>> START

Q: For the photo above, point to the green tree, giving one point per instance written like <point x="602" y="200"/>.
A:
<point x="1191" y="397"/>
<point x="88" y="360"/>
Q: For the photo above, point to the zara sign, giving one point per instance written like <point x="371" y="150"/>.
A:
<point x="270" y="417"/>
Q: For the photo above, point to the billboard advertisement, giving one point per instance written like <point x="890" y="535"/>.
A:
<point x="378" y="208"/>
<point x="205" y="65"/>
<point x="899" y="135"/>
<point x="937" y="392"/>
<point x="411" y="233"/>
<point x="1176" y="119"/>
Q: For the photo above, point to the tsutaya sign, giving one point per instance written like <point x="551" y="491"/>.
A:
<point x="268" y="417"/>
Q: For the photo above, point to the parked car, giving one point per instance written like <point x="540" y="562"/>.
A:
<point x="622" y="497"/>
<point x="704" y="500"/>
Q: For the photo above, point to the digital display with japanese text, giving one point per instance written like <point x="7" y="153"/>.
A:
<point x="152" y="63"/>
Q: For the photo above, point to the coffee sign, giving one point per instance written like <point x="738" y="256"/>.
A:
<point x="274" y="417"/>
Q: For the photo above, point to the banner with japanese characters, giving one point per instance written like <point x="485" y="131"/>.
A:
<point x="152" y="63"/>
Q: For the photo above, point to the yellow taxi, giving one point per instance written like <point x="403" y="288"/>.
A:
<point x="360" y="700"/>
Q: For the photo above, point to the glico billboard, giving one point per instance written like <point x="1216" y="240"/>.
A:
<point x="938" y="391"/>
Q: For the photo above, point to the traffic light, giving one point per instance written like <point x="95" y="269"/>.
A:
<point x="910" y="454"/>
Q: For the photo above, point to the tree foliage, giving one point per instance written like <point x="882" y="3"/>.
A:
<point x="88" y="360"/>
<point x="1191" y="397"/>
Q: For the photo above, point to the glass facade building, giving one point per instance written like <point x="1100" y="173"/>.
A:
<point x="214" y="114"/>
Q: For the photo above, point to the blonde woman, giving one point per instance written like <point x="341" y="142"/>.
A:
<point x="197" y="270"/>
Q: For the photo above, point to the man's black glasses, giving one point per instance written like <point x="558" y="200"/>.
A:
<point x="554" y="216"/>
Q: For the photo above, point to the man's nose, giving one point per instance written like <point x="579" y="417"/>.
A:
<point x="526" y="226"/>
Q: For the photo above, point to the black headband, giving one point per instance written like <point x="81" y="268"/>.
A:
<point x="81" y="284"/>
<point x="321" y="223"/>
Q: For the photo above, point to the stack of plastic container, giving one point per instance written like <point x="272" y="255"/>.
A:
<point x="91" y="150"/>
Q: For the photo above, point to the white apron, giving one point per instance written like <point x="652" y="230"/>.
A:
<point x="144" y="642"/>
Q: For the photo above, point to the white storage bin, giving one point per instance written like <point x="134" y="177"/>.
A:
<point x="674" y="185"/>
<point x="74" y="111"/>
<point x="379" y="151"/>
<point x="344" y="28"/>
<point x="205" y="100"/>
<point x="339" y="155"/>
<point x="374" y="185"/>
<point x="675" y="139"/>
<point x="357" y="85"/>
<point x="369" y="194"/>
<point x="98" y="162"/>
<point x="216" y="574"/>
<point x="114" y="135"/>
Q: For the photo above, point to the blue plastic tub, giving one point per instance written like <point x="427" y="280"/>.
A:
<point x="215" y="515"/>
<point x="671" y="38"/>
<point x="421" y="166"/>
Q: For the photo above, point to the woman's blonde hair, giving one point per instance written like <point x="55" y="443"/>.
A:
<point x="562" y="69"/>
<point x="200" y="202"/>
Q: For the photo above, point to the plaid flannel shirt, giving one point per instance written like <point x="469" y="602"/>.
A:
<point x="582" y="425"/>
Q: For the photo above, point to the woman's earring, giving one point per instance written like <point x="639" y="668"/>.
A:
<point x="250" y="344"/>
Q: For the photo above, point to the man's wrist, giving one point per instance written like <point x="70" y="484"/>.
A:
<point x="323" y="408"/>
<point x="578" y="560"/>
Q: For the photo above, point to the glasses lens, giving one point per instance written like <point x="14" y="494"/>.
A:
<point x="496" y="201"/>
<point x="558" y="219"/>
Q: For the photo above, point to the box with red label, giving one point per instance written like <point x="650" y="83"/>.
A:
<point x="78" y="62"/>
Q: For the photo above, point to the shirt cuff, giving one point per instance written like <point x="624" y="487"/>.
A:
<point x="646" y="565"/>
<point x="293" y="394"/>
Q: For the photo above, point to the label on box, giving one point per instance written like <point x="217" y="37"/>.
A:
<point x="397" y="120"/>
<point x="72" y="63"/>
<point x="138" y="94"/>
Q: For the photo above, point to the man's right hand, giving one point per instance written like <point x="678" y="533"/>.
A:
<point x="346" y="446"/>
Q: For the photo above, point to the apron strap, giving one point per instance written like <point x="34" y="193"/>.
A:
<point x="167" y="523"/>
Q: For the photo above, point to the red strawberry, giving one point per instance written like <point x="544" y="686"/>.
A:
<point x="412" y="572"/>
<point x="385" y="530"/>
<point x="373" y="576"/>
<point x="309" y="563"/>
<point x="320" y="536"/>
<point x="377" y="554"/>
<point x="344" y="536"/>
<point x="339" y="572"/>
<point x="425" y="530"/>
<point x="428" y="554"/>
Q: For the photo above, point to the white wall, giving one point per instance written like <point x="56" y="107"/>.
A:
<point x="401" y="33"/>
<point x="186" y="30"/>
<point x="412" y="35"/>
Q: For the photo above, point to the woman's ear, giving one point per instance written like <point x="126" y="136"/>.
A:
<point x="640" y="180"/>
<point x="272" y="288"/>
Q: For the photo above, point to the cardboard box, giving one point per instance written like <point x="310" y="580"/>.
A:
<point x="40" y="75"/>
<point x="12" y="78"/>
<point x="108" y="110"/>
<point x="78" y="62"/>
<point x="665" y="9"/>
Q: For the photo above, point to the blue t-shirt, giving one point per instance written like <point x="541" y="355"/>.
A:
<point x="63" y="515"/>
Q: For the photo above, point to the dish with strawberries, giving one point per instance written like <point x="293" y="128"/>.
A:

>> END

Your task: Recite the full listing above exactly.

Expected output:
Q: For the photo above, point to the green tree, giving one point per instance written like <point x="602" y="200"/>.
A:
<point x="1191" y="397"/>
<point x="88" y="360"/>
Q: For the photo above, point to the zara sign, giving one point per instance written like <point x="371" y="150"/>.
A:
<point x="270" y="417"/>
Q: For the photo above, point to the billboard advertisement, giving one point per instance written like <point x="890" y="535"/>.
A:
<point x="378" y="208"/>
<point x="205" y="65"/>
<point x="899" y="135"/>
<point x="937" y="392"/>
<point x="411" y="233"/>
<point x="1176" y="119"/>
Q: For the photo above, point to the tsutaya sign, giving one point per instance written like <point x="551" y="491"/>.
A:
<point x="268" y="417"/>
Q: For the photo above, point to the parked car, giving one point per instance written like <point x="540" y="562"/>.
A:
<point x="622" y="497"/>
<point x="704" y="500"/>
Q: For the photo above, point to the digital display with japanese text, giving one point per instance written like <point x="7" y="153"/>.
A:
<point x="152" y="63"/>
Q: For the photo above, point to the coffee sign, giving one point per instance written like <point x="738" y="256"/>.
A:
<point x="274" y="417"/>
Q: For the photo above, point to the banner with japanese characters, giving one point per instance written like <point x="485" y="131"/>.
A:
<point x="152" y="63"/>
Q: For the photo above, point to the yellow taxi, giving one point per instance written like <point x="403" y="288"/>.
A:
<point x="360" y="700"/>
Q: For the photo above, point to the glico billboard, giving one point per instance written like <point x="1216" y="240"/>.
A:
<point x="938" y="391"/>
Q: For the photo above, point to the traffic light, giving one point per instance written like <point x="95" y="269"/>.
A:
<point x="910" y="454"/>
Q: For the photo above, point to the tree foliage, giving one point per instance written like <point x="882" y="3"/>.
A:
<point x="88" y="360"/>
<point x="1191" y="397"/>
Q: For the photo above, point to the glass facade building, giving one point per instance written like <point x="1100" y="173"/>.
A:
<point x="214" y="114"/>
Q: For the photo above, point to the blonde woman, giving one point per instance written like <point x="341" y="142"/>.
A:
<point x="197" y="270"/>
Q: For the photo above, point to the man's black glasses, giving one point per instance written like <point x="558" y="200"/>.
A:
<point x="554" y="216"/>
Q: For the photo above, point to the man's nose, giving one point per instance written like <point x="579" y="417"/>.
A:
<point x="526" y="226"/>
Q: For the photo above, point to the black headband, giving one point per instance written like <point x="81" y="268"/>.
A:
<point x="81" y="284"/>
<point x="321" y="223"/>
Q: For the photo above, point to the stack of plastic container, giving one point per instance written like <point x="272" y="255"/>.
A:
<point x="91" y="150"/>
Q: For the photo above, point to the white apron, giving one point per instance written like <point x="652" y="230"/>.
A:
<point x="144" y="642"/>
Q: For the photo above, point to the white storage bin, giving one point per instance written like <point x="134" y="177"/>.
A:
<point x="674" y="185"/>
<point x="74" y="111"/>
<point x="379" y="151"/>
<point x="344" y="28"/>
<point x="205" y="100"/>
<point x="339" y="155"/>
<point x="374" y="185"/>
<point x="675" y="139"/>
<point x="357" y="85"/>
<point x="369" y="194"/>
<point x="98" y="162"/>
<point x="216" y="574"/>
<point x="114" y="135"/>
Q: For the photo above, point to the blue plastic tub, giving one point per instance written like <point x="427" y="280"/>.
A:
<point x="215" y="515"/>
<point x="671" y="38"/>
<point x="421" y="166"/>
Q: For the photo above, point to the woman's blonde hair, giving one point per instance written like <point x="55" y="443"/>.
A:
<point x="562" y="69"/>
<point x="200" y="202"/>
Q: For the photo above, point to the plaid flannel shirt, giving one point per instance written like <point x="469" y="602"/>.
A:
<point x="582" y="425"/>
Q: For the photo above, point to the woman's earring, giving one point per instance written like <point x="639" y="668"/>.
A:
<point x="250" y="344"/>
Q: For the photo above, point to the man's wrist, giving one point per instance written like <point x="70" y="484"/>.
A:
<point x="323" y="408"/>
<point x="578" y="560"/>
Q: For the photo above, point to the glasses lens, giving one point per instance written like <point x="14" y="494"/>.
A:
<point x="496" y="201"/>
<point x="558" y="219"/>
Q: For the photo above, point to the box with red label, giving one point per instance written like <point x="650" y="83"/>.
A:
<point x="78" y="62"/>
Q: For the photo above, point to the shirt cuff, giving one point per instance written like <point x="624" y="487"/>.
A:
<point x="646" y="565"/>
<point x="293" y="394"/>
Q: For the photo above, point to the label on box, giving one point per instance written like <point x="217" y="37"/>.
A:
<point x="397" y="120"/>
<point x="72" y="63"/>
<point x="138" y="94"/>
Q: For the photo above, point to the man's right hand, giving one point per instance written like <point x="678" y="533"/>.
A:
<point x="346" y="446"/>
Q: For the photo above, point to the apron strap, giving one point per instance written like <point x="34" y="193"/>.
A:
<point x="167" y="523"/>
Q: For the photo above, point to the red strawberry, giving one point per instance written like <point x="544" y="686"/>.
A:
<point x="412" y="572"/>
<point x="385" y="530"/>
<point x="373" y="576"/>
<point x="309" y="563"/>
<point x="320" y="536"/>
<point x="377" y="554"/>
<point x="344" y="536"/>
<point x="339" y="572"/>
<point x="425" y="530"/>
<point x="428" y="554"/>
Q: For the photo above, point to the white wall, giving one point per instance written like <point x="56" y="107"/>.
A:
<point x="401" y="33"/>
<point x="186" y="30"/>
<point x="412" y="35"/>
Q: For the photo above, point to the woman's ear, giving one point per instance written like <point x="126" y="136"/>.
A:
<point x="640" y="180"/>
<point x="272" y="288"/>
Q: For the photo above, point to the cardboard box, giving one point per instance written like <point x="310" y="580"/>.
A:
<point x="40" y="75"/>
<point x="12" y="78"/>
<point x="108" y="110"/>
<point x="78" y="62"/>
<point x="665" y="9"/>
Q: For the photo above, point to the blue t-shirt, giving one point per instance written like <point x="541" y="355"/>.
A:
<point x="63" y="515"/>
Q: For the photo above, point to the dish with strawberries, giving one point per instance written like <point x="293" y="128"/>.
A:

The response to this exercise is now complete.